§ **TO-DO LIST**
[1] List the numbered section headings in the newsletter.
[2] Reproduce word for word the part of the newsletter that starts at "Last week, I" and ends at "still feels hard.".

[begin TEXT BLOCK]

Well | Traveled, edition 23
The Out of Office editions, part 2: On actually protecting the trip you planned
Memorial Day weekend has a particular quality to it. The light shifts, the pace changes, and something inside you quietly asks: when did it become May already?
Whether you’re preparing for a proper European summer or simply carving out a long weekend within driving distance, this is the time of year when vacation and summer become synonymous. Which means it’s the right moment to talk about the part nobody tells you: how to actually prepare to step away.
Last week, I wrote about the research behind why true psychological detachment from work during vacation matters, and I admitted something that many of you recognized in yourselves. Even when we understand the evidence, even when we believe rest is essential, stepping away still feels hard.
I think that’s because we’ve spent years learning how to perform at a high level. We know how to optimize, execute, and deliver. What most of us were never taught is how to stop. How to leave without the low-grade hum of guilt. How to trust that the things that matter will still be there on Monday, and that the distance might actually make us better at all of them.
So in support of all of us trying to vacation a little better this summer, here is what I’ve found actually works.
1. Be intentional about when you travel
One of the most overlooked elements of a restorative trip is timing, and I don’t mean finding the right season for the destination. I mean mapping your travel against the rhythms of your work life.
If there are predictable windows of the year that consistently require everything from you: launches, board cycles, major deliverables, fundraisin, build your travel calendar around them rather than against them. Think in a rolling 12 to 18 month view and identify the seasons that reliably take the most.
This isn’t about perfection. It’s about reducing the likelihood that you spend your vacation mentally somewhere else entirely.
And once travel is booked: communicate early. I’ve found that flagging absence about a month out gives clients, colleagues, and teams time to prepare naturally, rather than scrambling when the OOO message goes up.
2. The week before you leave is rarely peaceful. Plan for that.
This is something almost no one talks about, and it catches people every time.
The days immediately before a trip are often the most compressed of the entire year. Everything accelerates. Inboxes fill. The mental load of wrapping things up competes directly with the mental load of actually preparing to go.
The most useful thing you can do is stop treating trip preparation as something that happens in the margins of an already full week. Block time for it. Intentional space for packing, wellness appointments, errands, and the practical details that make leaving feel manageable rather than chaotic.
For my travel clients, I build a pre-departure timeline, includng what to handle a month out, a week out, a few days before. Because how you leave shapes how quickly you actually arrive.
3. Stop treating the flight like a productivity session
I have accomplished a genuinely impressive amount of work on airplanes over the years. I’ve also learned that functioning outlets, reliable Wi-Fi, and uninterrupted focus are bonuses, not infrastructure.
And without fail, the flight where you absolutely must send something important is the one where the satellite fails somewhere over the Atlantic.
Build margin instead. Anything mission-critical should be completed before you leave the ground and not balanced on the hope that the Wi-Fi cooperates. The plane is not the office. Let it be the transition.

[end TEXT BLOCK]
[begin GIVEN MATERIAL]

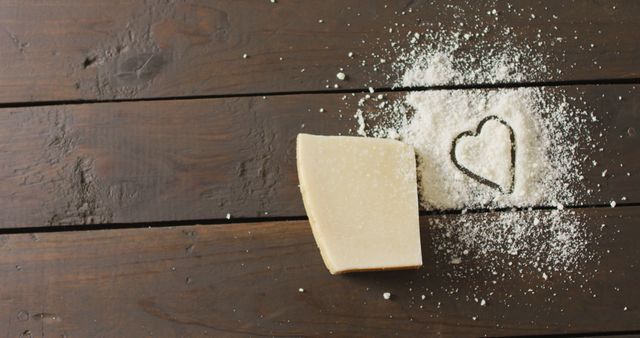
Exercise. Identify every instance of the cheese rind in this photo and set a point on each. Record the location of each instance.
(361, 198)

[end GIVEN MATERIAL]

§ **EXPECTED RESULTS**
[1]
1. Be intentional about when you travel
2. The week before you leave is rarely peaceful. Plan for that.
3. Stop treating the flight like a productivity session

[2]
Last week, I wrote about the research behind why true psychological detachment from work during vacation matters, and I admitted something that many of you recognized in yourselves. Even when we understand the evidence, even when we believe rest is essential, stepping away still feels hard.